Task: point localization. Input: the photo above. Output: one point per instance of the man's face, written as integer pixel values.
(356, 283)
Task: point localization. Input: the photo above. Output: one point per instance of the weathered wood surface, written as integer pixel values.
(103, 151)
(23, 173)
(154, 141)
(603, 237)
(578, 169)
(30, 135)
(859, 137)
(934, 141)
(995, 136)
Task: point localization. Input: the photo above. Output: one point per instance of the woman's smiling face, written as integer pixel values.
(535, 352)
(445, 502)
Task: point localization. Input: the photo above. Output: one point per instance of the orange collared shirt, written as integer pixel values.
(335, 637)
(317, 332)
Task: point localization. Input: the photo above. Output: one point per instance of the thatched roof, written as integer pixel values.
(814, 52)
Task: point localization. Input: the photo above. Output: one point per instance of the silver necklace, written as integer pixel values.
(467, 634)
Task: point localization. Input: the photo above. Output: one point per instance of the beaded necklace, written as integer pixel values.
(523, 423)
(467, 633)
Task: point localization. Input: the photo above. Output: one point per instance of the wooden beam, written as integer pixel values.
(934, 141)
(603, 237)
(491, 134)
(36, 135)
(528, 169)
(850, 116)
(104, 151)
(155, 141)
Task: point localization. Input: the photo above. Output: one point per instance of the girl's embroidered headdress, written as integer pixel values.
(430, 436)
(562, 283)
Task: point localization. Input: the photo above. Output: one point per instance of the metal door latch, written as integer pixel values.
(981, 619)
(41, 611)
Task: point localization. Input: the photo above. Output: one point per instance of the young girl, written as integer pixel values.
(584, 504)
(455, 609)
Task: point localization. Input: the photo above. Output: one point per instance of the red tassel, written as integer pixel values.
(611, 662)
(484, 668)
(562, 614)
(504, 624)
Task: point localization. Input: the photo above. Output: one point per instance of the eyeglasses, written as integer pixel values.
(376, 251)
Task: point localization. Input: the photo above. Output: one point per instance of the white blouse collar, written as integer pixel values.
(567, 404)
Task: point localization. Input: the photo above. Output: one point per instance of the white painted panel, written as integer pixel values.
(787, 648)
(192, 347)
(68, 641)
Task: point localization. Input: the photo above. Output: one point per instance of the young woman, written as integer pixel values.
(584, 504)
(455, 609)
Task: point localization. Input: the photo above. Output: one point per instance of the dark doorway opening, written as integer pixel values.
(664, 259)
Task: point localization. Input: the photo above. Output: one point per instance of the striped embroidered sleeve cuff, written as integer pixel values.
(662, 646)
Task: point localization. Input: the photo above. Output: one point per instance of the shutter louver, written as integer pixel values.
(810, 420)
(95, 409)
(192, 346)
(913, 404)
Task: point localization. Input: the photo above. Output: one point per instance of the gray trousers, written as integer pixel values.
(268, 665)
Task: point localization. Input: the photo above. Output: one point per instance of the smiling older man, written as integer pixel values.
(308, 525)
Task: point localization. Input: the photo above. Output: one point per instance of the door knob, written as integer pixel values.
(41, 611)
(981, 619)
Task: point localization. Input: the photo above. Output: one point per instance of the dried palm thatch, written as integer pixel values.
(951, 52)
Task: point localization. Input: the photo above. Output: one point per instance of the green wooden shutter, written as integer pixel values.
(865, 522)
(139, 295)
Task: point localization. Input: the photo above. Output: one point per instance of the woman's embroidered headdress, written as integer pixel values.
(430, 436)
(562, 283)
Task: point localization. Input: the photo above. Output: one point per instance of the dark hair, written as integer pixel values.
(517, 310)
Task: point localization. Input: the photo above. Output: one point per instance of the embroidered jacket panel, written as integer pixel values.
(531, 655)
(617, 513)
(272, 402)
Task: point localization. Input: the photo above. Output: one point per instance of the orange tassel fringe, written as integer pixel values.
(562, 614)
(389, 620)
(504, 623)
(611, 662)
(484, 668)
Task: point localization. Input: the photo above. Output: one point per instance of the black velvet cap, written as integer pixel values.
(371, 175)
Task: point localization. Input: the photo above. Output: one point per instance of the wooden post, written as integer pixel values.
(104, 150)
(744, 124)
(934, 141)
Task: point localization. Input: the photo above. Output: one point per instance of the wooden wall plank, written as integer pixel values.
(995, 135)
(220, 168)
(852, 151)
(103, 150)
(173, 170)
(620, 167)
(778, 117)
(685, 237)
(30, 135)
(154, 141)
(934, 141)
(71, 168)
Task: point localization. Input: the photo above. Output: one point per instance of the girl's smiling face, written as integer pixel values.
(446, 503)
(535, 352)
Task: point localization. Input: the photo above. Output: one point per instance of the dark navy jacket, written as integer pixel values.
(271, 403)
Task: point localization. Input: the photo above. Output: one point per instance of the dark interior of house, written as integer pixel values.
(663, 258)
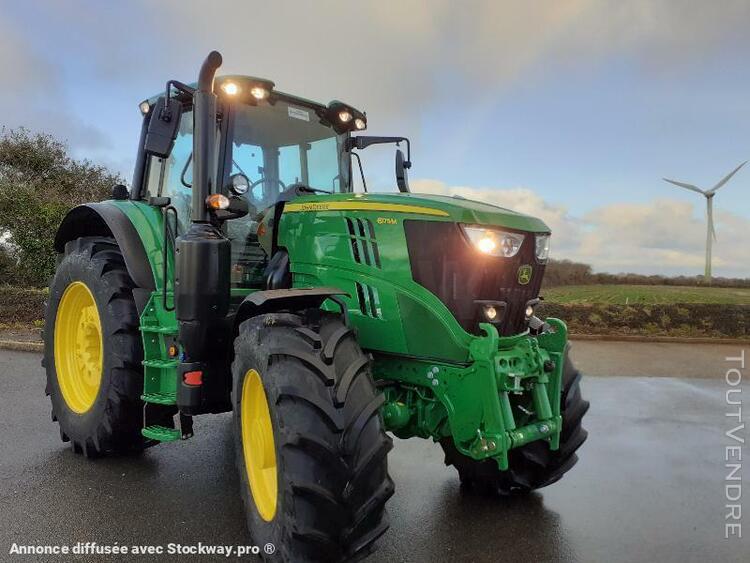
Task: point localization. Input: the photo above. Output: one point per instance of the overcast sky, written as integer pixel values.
(570, 110)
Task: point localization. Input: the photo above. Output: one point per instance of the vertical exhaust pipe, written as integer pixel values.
(204, 136)
(202, 257)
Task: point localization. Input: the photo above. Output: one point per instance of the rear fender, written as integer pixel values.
(277, 300)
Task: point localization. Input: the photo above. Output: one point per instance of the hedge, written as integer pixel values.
(21, 306)
(686, 319)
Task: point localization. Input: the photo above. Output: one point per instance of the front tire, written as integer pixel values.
(534, 465)
(93, 351)
(310, 445)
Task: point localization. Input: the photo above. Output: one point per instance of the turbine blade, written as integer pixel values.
(690, 187)
(726, 178)
(711, 225)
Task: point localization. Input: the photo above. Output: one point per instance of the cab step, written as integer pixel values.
(162, 364)
(161, 433)
(159, 329)
(160, 398)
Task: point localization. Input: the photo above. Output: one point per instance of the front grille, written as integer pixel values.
(444, 262)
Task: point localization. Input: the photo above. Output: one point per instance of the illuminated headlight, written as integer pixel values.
(259, 93)
(230, 88)
(542, 247)
(493, 242)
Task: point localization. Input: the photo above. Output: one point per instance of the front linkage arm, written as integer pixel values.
(474, 403)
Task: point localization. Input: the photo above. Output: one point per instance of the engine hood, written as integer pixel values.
(434, 207)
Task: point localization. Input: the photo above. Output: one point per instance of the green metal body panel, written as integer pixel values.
(488, 393)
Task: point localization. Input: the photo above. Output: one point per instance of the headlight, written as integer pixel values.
(542, 247)
(493, 242)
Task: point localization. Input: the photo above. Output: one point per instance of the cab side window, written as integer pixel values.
(177, 174)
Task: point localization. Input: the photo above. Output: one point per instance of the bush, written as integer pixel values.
(566, 272)
(686, 319)
(22, 306)
(39, 184)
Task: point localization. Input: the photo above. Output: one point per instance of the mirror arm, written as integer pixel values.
(166, 115)
(361, 171)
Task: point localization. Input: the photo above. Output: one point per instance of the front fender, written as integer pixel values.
(106, 219)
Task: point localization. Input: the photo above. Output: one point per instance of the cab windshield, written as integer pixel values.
(276, 146)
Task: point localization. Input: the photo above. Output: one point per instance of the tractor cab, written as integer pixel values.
(270, 148)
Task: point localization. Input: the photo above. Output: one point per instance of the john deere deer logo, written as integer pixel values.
(524, 274)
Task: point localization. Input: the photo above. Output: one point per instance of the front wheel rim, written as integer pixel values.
(258, 445)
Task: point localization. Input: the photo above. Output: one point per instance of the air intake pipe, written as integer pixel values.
(202, 255)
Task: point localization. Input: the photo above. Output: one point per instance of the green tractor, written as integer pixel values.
(242, 273)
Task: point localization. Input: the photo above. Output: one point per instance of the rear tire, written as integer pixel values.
(109, 416)
(330, 462)
(534, 465)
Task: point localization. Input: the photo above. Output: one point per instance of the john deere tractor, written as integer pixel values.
(242, 272)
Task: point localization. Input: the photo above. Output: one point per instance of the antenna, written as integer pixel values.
(709, 195)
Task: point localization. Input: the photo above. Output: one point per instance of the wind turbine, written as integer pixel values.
(709, 195)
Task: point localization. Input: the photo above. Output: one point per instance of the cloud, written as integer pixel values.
(35, 97)
(662, 236)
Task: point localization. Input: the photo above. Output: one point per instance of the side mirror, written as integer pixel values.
(238, 207)
(163, 127)
(402, 178)
(239, 184)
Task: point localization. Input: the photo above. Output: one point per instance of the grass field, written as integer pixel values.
(651, 294)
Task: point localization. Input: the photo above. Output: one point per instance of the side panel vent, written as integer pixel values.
(363, 241)
(369, 301)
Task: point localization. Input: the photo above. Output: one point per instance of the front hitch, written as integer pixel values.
(506, 397)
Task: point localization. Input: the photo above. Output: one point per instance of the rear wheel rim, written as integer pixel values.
(78, 347)
(258, 445)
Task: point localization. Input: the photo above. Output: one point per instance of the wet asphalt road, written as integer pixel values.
(649, 486)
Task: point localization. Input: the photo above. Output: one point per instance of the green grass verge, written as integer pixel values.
(646, 294)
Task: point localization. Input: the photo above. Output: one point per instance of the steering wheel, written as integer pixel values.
(258, 182)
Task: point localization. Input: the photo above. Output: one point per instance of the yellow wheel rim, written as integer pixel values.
(78, 347)
(258, 446)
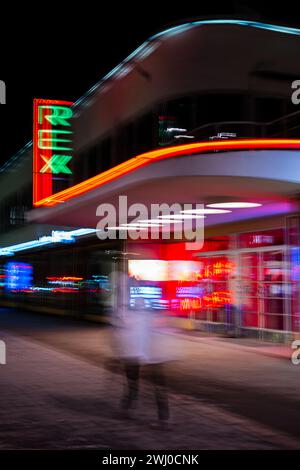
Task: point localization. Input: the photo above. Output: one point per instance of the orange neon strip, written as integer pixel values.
(159, 154)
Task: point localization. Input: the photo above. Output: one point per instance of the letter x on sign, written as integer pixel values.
(56, 164)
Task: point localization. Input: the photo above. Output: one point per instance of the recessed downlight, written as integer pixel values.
(181, 216)
(205, 211)
(234, 205)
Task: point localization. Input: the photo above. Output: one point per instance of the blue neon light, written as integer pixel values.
(55, 237)
(18, 276)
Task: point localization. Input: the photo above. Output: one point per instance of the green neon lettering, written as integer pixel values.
(50, 140)
(56, 164)
(59, 116)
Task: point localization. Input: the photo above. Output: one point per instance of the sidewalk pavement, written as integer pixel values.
(54, 400)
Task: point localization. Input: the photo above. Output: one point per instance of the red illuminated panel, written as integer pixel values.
(51, 144)
(159, 154)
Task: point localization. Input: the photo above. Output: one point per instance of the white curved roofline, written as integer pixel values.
(149, 45)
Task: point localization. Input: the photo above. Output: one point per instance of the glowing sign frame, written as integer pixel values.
(52, 144)
(159, 154)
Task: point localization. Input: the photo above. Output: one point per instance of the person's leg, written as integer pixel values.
(132, 376)
(159, 381)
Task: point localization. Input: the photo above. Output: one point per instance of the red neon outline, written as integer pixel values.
(42, 183)
(159, 154)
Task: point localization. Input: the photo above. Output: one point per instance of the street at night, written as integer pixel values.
(63, 388)
(150, 234)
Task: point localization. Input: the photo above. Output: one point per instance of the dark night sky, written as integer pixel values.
(61, 55)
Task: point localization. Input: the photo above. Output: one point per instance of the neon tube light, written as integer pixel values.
(152, 43)
(55, 237)
(164, 153)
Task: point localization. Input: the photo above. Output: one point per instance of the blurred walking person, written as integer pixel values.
(140, 345)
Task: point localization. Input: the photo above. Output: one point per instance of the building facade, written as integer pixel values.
(200, 113)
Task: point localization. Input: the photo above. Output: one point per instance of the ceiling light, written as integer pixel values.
(181, 216)
(205, 211)
(234, 205)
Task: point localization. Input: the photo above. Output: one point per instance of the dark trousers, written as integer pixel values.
(157, 377)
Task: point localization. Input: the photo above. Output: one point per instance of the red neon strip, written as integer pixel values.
(169, 152)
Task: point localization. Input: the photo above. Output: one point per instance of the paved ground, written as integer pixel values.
(59, 390)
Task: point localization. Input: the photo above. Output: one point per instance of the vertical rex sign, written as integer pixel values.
(52, 146)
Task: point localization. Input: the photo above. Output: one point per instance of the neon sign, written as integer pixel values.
(52, 145)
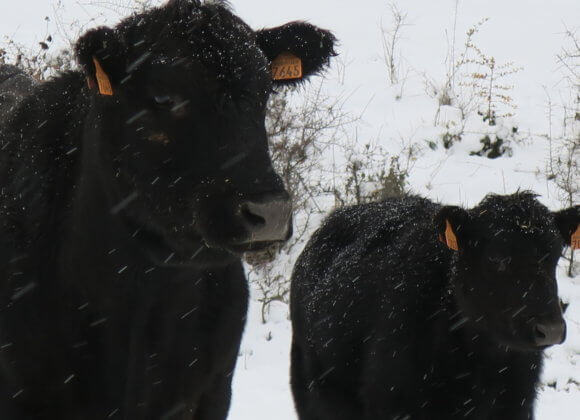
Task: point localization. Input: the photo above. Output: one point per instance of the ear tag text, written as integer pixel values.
(103, 81)
(286, 66)
(575, 241)
(450, 238)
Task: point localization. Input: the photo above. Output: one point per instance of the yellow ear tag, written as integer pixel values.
(286, 66)
(103, 81)
(575, 241)
(450, 238)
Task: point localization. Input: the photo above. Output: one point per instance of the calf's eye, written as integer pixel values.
(164, 101)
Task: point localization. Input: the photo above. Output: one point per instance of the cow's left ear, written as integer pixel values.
(568, 222)
(450, 223)
(101, 54)
(296, 50)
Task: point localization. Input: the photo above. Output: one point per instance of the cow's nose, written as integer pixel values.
(267, 218)
(549, 333)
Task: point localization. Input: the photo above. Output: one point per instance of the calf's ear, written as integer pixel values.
(568, 222)
(101, 54)
(450, 223)
(296, 50)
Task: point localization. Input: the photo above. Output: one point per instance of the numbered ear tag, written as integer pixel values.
(575, 241)
(450, 238)
(286, 66)
(103, 81)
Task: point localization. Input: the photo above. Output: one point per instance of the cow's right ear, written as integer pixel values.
(450, 223)
(296, 50)
(101, 54)
(568, 223)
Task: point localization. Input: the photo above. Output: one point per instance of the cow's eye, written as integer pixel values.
(164, 101)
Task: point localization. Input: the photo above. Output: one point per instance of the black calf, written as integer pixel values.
(390, 322)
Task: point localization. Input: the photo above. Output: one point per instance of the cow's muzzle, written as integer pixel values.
(267, 219)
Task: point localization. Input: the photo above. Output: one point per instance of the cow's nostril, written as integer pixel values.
(267, 219)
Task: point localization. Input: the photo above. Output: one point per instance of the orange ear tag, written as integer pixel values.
(103, 81)
(575, 241)
(286, 66)
(450, 238)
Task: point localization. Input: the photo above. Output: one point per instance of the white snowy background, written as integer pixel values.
(529, 33)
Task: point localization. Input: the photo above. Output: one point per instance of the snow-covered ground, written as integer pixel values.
(528, 33)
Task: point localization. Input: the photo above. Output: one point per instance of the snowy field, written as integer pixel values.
(529, 33)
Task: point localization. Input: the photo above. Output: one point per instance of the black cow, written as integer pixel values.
(129, 191)
(390, 323)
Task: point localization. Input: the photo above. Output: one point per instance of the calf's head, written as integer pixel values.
(179, 94)
(506, 251)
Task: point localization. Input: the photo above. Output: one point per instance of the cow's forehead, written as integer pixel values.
(210, 35)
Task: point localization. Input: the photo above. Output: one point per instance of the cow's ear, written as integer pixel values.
(450, 223)
(101, 54)
(296, 50)
(568, 222)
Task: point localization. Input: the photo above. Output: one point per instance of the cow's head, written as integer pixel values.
(504, 272)
(180, 96)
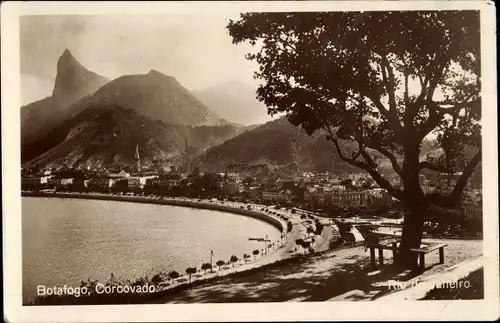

■ ■ ■

# [What is expected]
Display each line above that contains the word "shutter".

# [The completed task]
Task: point localization. Input: the photo above. Output: one point per instance of the shutter louver, written as integer pixel values.
Task: point localization. Input: the photo above. Output: one point per instance of the green wooden shutter, written as integer pixel values.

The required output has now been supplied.